"""

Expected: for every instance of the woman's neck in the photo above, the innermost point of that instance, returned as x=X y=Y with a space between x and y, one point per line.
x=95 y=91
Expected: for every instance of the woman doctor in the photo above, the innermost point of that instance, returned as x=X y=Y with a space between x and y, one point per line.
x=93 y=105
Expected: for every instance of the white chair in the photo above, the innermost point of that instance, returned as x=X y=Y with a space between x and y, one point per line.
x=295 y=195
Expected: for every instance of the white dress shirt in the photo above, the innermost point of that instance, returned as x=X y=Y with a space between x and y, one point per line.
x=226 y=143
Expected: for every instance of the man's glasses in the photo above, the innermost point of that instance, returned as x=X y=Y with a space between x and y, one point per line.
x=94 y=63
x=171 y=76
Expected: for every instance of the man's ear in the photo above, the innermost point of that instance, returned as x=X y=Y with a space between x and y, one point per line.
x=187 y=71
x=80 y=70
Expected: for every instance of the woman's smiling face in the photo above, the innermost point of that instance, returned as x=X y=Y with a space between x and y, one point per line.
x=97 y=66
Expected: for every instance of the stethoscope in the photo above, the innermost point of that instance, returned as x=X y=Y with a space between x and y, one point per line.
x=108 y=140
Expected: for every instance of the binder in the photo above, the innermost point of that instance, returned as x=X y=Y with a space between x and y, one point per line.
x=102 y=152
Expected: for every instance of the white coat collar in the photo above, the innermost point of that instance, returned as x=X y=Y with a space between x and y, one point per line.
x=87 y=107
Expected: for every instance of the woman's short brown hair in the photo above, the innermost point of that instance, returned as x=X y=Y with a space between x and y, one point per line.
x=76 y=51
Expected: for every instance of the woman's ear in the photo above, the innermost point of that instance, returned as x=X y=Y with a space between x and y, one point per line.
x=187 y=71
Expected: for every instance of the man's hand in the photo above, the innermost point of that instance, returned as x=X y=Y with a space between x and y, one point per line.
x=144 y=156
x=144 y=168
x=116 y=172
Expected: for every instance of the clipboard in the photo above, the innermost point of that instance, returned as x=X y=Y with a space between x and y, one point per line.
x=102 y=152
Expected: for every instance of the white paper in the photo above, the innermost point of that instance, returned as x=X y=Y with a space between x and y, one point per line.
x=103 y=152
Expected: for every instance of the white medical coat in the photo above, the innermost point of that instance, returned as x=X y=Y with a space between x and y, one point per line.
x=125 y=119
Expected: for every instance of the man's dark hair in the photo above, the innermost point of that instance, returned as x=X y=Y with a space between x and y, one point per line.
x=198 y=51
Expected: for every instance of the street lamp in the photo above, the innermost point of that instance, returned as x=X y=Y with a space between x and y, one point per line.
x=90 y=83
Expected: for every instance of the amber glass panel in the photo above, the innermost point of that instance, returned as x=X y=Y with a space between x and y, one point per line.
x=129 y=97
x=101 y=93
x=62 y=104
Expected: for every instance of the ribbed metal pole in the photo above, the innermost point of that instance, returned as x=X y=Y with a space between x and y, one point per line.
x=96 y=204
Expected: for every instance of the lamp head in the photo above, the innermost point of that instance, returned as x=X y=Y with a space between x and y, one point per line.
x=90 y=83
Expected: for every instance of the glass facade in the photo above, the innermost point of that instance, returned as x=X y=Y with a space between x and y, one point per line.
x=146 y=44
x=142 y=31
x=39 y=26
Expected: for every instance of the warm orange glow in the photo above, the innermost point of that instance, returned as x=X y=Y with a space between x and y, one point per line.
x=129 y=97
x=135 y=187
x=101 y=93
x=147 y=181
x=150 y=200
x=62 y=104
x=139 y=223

"""

What to work on: Arrange every line of the records above into a numbered list, omitting any blank lines.

Finished answer:
1. Expected: for every instance of the woman's neck in the photo above, the innermost point of that instance, returned as x=X y=Y with a space between x and y, one point per line.
2. x=95 y=91
3. Expected: for every instance of the woman doctor in the photo above, the innermost point of that instance, returned as x=X y=Y with a space between x and y, one point per line.
4. x=93 y=105
5. Expected: for every instance of the white chair in the photo above, the innermost point of that instance, returned as x=X y=Y with a space between x and y, one point per line.
6. x=295 y=195
7. Expected: for every instance of the white dress shirt in the photo above, the innermost point of that instance, returned as x=X y=Y with a space between x and y, one point per line.
8. x=226 y=143
9. Expected: for every instance of the man's glasses in the photo above, the innermost point of that instance, returned as x=X y=Y with a space between x and y, one point per line.
10. x=94 y=63
11. x=171 y=76
12. Expected: for every instance of the man's ear in the photo above, the innermost point of that instance, returned as x=X y=Y with a space between x and y, one point per line.
13. x=187 y=71
14. x=80 y=70
15. Expected: for every instance of the woman's smiling face in the photo above, the innermost point of that instance, returned as x=X y=Y with a space between x and y, one point per line.
16. x=97 y=66
17. Expected: for every instance of the stethoscope in the photo above, the innermost point of that instance, returned as x=X y=Y with a space between x and y, one point per line.
18. x=108 y=140
19. Expected: for every instance of the binder in the photo above, the innermost point of that instance, returned as x=X y=Y with a space between x and y, one point per line.
20. x=102 y=152
21. Expected: for every instance of the white coat collar in the photo above, the innermost point of that instance, returned as x=X y=Y with a space between x and y, one point per line.
22. x=87 y=107
23. Expected: for every instance of the woman's short brown hair in the photo above, the innermost point of that instance, returned as x=X y=Y with a space between x and y, one point per line.
24. x=76 y=51
25. Expected: for every instance of the woman's ear in the photo above, the innermost point of that instance, returned as x=X y=Y with a space between x and y, one point per line.
26. x=187 y=71
27. Expected: for every instance of the man's hand in the photo above, the innermost point of that instance, returned as x=X y=Y with a space between x and y, one point per line.
28. x=144 y=156
29. x=144 y=168
30. x=116 y=172
31. Expected: for every instance of the clipboard in the photo above, the innermost point of that instance, returned as x=X y=Y with a space between x and y, one point per line.
32. x=102 y=152
33. Expected: for every instance of the white paper in the photo above, the innermost point of that instance, returned as x=X y=Y with a space between x and y, one point per line.
34. x=103 y=152
35. Expected: for every instance of the white medical coat in the photo above, the innermost point of that instance, returned as x=X y=Y with a space between x and y, one point per line.
36. x=125 y=119
37. Expected: for every instance of the man's dark hair in the photo above, the innermost point of that instance, returned as x=X y=Y with a space between x and y, one point per line.
38. x=198 y=51
39. Expected: for every instance of the street lamp in the photo above, the innermost point of that instance, returned as x=X y=Y with a space between x and y, one point per line.
40. x=90 y=83
41. Expected: for every instance of the amber glass panel in the photo above, the innermost point of that instance, returned as x=X y=Y with a space between x and y, one point per line.
42. x=129 y=97
43. x=101 y=93
44. x=62 y=104
45. Expected: for every instance of the ribbed metal pole in the photo above, the innermost point of that instance, returned as x=X y=Y with a space between x and y, one point per line.
46. x=96 y=204
47. Expected: for every instance of the lamp head in the photo above, the innermost point of that instance, returned as x=X y=Y with a space between x and y, one point per line.
48. x=90 y=83
49. Expected: for every instance of the glass facade in the photo above, the innermost point of that instance, returned as x=X y=Y with a space between x and y, one point per line.
50. x=146 y=44
51. x=142 y=31
52. x=39 y=26
53. Expected: for every instance of the warm orange glow in the photo above, the innermost point of that instance, returned as x=X y=Y with a space between x and y, one point per line.
54. x=129 y=97
55. x=135 y=187
56. x=101 y=93
57. x=147 y=181
58. x=150 y=200
59. x=62 y=104
60. x=139 y=223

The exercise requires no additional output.